> [Prompt] Give the data below again, word for word.

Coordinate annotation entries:
◆ ◆ ◆ ◆ ◆

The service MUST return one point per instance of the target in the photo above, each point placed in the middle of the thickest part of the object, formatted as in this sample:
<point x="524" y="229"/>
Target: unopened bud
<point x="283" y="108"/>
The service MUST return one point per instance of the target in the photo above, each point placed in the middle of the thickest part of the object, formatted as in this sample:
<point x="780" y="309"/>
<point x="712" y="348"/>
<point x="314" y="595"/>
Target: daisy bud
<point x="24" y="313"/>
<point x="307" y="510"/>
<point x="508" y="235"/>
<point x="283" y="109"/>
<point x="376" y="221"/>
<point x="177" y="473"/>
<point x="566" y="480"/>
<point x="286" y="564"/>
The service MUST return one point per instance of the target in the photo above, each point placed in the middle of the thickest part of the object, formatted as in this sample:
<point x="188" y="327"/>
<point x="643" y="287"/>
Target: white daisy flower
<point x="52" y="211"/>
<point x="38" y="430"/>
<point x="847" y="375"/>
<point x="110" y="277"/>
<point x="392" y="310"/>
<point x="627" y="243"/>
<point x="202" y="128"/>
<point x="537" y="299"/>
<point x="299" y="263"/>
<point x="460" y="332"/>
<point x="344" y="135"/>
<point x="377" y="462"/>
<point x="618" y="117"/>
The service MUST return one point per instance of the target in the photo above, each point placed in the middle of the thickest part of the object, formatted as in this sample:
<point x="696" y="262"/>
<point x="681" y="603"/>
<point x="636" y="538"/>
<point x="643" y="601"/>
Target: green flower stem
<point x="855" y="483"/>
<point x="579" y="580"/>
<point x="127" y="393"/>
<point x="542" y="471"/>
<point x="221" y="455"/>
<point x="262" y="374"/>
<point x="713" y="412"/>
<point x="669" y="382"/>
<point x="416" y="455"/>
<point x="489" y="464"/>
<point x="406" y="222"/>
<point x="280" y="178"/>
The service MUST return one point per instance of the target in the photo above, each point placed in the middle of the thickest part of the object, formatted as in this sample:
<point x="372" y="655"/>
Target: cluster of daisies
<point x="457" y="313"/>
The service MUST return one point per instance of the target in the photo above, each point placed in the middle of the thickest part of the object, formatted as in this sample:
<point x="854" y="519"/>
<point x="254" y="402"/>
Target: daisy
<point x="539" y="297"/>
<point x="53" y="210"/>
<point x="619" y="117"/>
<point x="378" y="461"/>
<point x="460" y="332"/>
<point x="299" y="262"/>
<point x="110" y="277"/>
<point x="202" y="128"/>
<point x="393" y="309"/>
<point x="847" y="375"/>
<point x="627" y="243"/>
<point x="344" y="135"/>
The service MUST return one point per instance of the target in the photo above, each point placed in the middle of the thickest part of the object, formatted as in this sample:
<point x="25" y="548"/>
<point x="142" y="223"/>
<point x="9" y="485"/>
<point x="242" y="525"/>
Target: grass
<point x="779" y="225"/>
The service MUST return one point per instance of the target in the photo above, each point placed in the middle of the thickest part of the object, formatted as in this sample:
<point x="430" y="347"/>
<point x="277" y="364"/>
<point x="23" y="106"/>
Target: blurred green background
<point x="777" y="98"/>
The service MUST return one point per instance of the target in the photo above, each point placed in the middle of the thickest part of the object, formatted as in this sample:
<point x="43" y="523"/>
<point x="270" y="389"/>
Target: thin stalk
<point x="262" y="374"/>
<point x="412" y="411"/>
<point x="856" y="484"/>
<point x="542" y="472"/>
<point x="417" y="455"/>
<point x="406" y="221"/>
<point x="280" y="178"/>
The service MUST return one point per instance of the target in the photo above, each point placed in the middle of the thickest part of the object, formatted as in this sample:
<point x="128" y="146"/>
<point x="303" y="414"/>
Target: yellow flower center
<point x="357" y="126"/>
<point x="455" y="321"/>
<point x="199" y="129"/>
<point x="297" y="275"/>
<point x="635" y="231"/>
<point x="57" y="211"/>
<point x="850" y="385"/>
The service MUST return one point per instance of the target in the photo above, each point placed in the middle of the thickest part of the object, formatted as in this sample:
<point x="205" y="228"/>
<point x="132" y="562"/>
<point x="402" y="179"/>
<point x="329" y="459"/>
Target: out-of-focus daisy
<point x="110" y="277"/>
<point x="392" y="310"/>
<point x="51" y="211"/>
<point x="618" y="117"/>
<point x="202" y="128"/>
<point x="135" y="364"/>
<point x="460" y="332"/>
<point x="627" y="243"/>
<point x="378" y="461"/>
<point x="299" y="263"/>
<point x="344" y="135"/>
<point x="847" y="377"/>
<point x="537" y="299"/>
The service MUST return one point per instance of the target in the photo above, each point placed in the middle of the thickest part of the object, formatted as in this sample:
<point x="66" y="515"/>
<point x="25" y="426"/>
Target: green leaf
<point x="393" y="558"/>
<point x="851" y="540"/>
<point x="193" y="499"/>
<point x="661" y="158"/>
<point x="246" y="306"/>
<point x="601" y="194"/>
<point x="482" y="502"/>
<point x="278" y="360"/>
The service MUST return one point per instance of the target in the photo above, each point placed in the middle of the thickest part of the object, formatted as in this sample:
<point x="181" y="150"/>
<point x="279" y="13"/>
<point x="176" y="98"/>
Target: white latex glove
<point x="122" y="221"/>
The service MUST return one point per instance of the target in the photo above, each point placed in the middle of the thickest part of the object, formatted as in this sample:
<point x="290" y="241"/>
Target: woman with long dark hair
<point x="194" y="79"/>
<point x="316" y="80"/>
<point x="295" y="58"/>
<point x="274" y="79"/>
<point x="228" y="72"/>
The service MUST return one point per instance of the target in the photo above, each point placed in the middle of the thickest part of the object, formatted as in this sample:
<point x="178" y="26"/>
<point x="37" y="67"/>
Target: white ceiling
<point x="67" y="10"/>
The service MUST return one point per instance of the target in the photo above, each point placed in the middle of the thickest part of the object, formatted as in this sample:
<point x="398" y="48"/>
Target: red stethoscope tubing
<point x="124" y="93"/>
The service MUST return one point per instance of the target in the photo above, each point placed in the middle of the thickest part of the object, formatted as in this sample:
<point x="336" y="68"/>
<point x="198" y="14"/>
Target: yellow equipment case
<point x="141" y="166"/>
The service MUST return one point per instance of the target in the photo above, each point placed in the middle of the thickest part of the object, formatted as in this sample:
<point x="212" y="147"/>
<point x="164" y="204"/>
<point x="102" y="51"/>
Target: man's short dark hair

◆ ◆ ◆ ◆ ◆

> [Reply to the task]
The service MUST return one point per instance of the target in the photo above, each point placed in the middle of the thickest part of the object, formatted as in this sample:
<point x="524" y="229"/>
Target: unopened bud
<point x="283" y="108"/>
The service MUST return one point per instance of the target in the photo above, each point placed in the middle of the thickest part of the object, formatted as in this sample:
<point x="780" y="309"/>
<point x="712" y="348"/>
<point x="314" y="595"/>
Target: daisy bud
<point x="24" y="313"/>
<point x="307" y="510"/>
<point x="508" y="235"/>
<point x="283" y="109"/>
<point x="376" y="221"/>
<point x="177" y="473"/>
<point x="566" y="480"/>
<point x="286" y="564"/>
The service MUST return one point per instance of the target in the photo above, each point placed in the middle of the thickest part of the object, formatted as in this sample:
<point x="188" y="327"/>
<point x="643" y="287"/>
Target: white daisy flower
<point x="52" y="211"/>
<point x="38" y="430"/>
<point x="847" y="375"/>
<point x="110" y="277"/>
<point x="392" y="310"/>
<point x="627" y="243"/>
<point x="202" y="128"/>
<point x="537" y="299"/>
<point x="299" y="263"/>
<point x="460" y="332"/>
<point x="344" y="135"/>
<point x="377" y="462"/>
<point x="618" y="117"/>
The service MUST return one point per instance of the target in the photo above, each point placed in the middle of the thickest part of the object, formatted as in this sample:
<point x="696" y="262"/>
<point x="681" y="603"/>
<point x="636" y="538"/>
<point x="643" y="601"/>
Target: green flower stem
<point x="855" y="483"/>
<point x="579" y="580"/>
<point x="127" y="393"/>
<point x="542" y="471"/>
<point x="221" y="455"/>
<point x="262" y="374"/>
<point x="713" y="412"/>
<point x="669" y="382"/>
<point x="416" y="455"/>
<point x="489" y="464"/>
<point x="406" y="222"/>
<point x="280" y="178"/>
The service MUST return one point per instance of the target in the photo above, each point placed in the middle of the thickest part of the object, formatted as in this sample:
<point x="372" y="655"/>
Target: cluster of daisies
<point x="457" y="313"/>
The service MUST return one point per instance of the target in the photo above, each point placed in the middle of the thickest part of the object, formatted as in this sample:
<point x="854" y="519"/>
<point x="254" y="402"/>
Target: daisy
<point x="539" y="297"/>
<point x="53" y="210"/>
<point x="619" y="117"/>
<point x="378" y="461"/>
<point x="460" y="332"/>
<point x="299" y="262"/>
<point x="110" y="277"/>
<point x="202" y="128"/>
<point x="393" y="309"/>
<point x="847" y="375"/>
<point x="627" y="243"/>
<point x="344" y="135"/>
The service MUST return one point per instance of the target in the photo above, each point placed in the middle of the thickest part of the object, formatted as in this sample:
<point x="25" y="548"/>
<point x="142" y="223"/>
<point x="9" y="485"/>
<point x="242" y="525"/>
Target: grass
<point x="779" y="225"/>
The service MUST return one point per instance of the target in the photo above, each point placed in the middle of the thickest part of the object, formatted as in this sample:
<point x="430" y="347"/>
<point x="277" y="364"/>
<point x="23" y="106"/>
Target: blurred green background
<point x="777" y="98"/>
The service MUST return one point per instance of the target in the photo above, each point placed in the middle of the thickest part of the object, formatted as in this sample:
<point x="43" y="523"/>
<point x="270" y="389"/>
Target: thin stalk
<point x="262" y="374"/>
<point x="412" y="411"/>
<point x="856" y="484"/>
<point x="542" y="472"/>
<point x="417" y="455"/>
<point x="406" y="221"/>
<point x="280" y="178"/>
The service MUST return one point per instance of the target in the photo above, each point placed in the middle of the thickest part of the object, formatted as in this sample:
<point x="128" y="146"/>
<point x="303" y="414"/>
Target: yellow flower center
<point x="357" y="126"/>
<point x="455" y="321"/>
<point x="199" y="129"/>
<point x="297" y="275"/>
<point x="635" y="231"/>
<point x="57" y="211"/>
<point x="850" y="385"/>
The service MUST return one point per instance of the target in the photo above, each point placed in the middle of the thickest part of the object, formatted as in this sample:
<point x="205" y="228"/>
<point x="132" y="562"/>
<point x="402" y="179"/>
<point x="329" y="459"/>
Target: out-of-focus daisy
<point x="110" y="277"/>
<point x="392" y="310"/>
<point x="51" y="211"/>
<point x="618" y="117"/>
<point x="202" y="128"/>
<point x="135" y="364"/>
<point x="460" y="332"/>
<point x="627" y="243"/>
<point x="378" y="461"/>
<point x="299" y="263"/>
<point x="344" y="135"/>
<point x="847" y="377"/>
<point x="537" y="299"/>
The service MUST return one point per instance of the target in the photo above, each point placed in the middle of the thickest part of the object, formatted as in this sample:
<point x="66" y="515"/>
<point x="25" y="426"/>
Target: green leaf
<point x="393" y="558"/>
<point x="851" y="540"/>
<point x="193" y="499"/>
<point x="661" y="158"/>
<point x="246" y="306"/>
<point x="601" y="194"/>
<point x="482" y="502"/>
<point x="278" y="360"/>
The service MUST return one point per instance of the target in the photo above, each point placed in the middle of the thickest part of the object, formatted as in this sample:
<point x="181" y="150"/>
<point x="279" y="13"/>
<point x="176" y="98"/>
Target: white latex glove
<point x="122" y="221"/>
The service MUST return one point per instance of the target in the photo above, each point placed in the middle of the thickest part of the object, formatted as in this sample:
<point x="290" y="241"/>
Target: woman with long dark hair
<point x="194" y="79"/>
<point x="316" y="80"/>
<point x="295" y="58"/>
<point x="274" y="79"/>
<point x="228" y="72"/>
The service MUST return one point per instance of the target in the photo above, each point placed in the middle of the thickest part of the object, formatted as in this sample:
<point x="178" y="26"/>
<point x="37" y="67"/>
Target: white ceiling
<point x="67" y="10"/>
The service MUST return one point per instance of the target in the photo above, each point placed in the middle of the thickest part of the object, formatted as in this sample:
<point x="398" y="48"/>
Target: red stethoscope tubing
<point x="124" y="93"/>
The service MUST return one point per instance of the target in the photo above, each point placed in the middle of the thickest part of the object, formatted as in this sample:
<point x="336" y="68"/>
<point x="198" y="14"/>
Target: yellow equipment case
<point x="141" y="166"/>
The service MUST return one point per instance of the target in the photo above, each point placed in the middle of the thickest part of the object, formatted as in this sample:
<point x="212" y="147"/>
<point x="164" y="204"/>
<point x="102" y="51"/>
Target: man's short dark hair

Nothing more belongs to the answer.